Text section –
•••••
By Bridget Chiedu Onochie, Abuja
25 October 2020   |   4:23 am
It is a season of visual art in Abuja. This time, it is Mr. Agene Isegbe, an art administrator with National Gallery of Arts (NGA) going solo at the Thought Pyramid Art Centre, with over 80 art pieces of sculpture...

The artist on tour of exhibition ground

It is a season of visual art in Abuja. This time, it is Mr. Agene Isegbe, an art administrator with National Gallery of Arts (NGA) going solo at the Thought Pyramid Art Centre, with over 80 art pieces of sculpture, paintings and drawings. Since it opened, the show has attracted a great number of art lovers and enthusiasts.

Titled, Exhibition of Time and Chance, the works have not fallen short of expectation, as the artist succeeded in presenting a blend of experience and aesthetics. The artist said it had been a long wait until now when nature allowed the exhibition to hold. However, the period of wait enabled him to accumulate a good number of art pieces across various media.

Some of the titles include, Lockdown, Adoration, Royalty, Defense and Protection. The artist also features paintings of prominent Nigerians such as, Governor Samuel Ortom of Benue State, Chief Judge of the Federal Capital Territory High Court, Justice Ishaq U. Bello and a renowned oil magnate and entrepreneur, Sir Emeka Offor.
•••••
Check your understanding –
#1 In the article about the Abuja art exhibition, what is the exhibition titled?
#2 Write out everything in the article about the Abuja art exhibition from "Titled, Exhibition of" down to "Sir Emeka Offor.", word for word.

Source material –
•••••
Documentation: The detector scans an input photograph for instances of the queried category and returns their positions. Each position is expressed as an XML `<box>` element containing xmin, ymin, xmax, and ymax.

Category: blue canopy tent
•••••
Answers provided –
#1 Exhibition of Time and Chance

#2
Titled, Exhibition of Time and Chance, the works have not fallen short of expectation, as the artist succeeded in presenting a blend of experience and aesthetics. The artist said it had been a long wait until now when nature allowed the exhibition to hold. However, the period of wait enabled him to accumulate a good number of art pieces across various media.

Some of the titles include, Lockdown, Adoration, Royalty, Defense and Protection. The artist also features paintings of prominent Nigerians such as, Governor Samuel Ortom of Benue State, Chief Judge of the Federal Capital Territory High Court, Justice Ishaq U. Bello and a renowned oil magnate and entrepreneur, Sir Emeka Offor.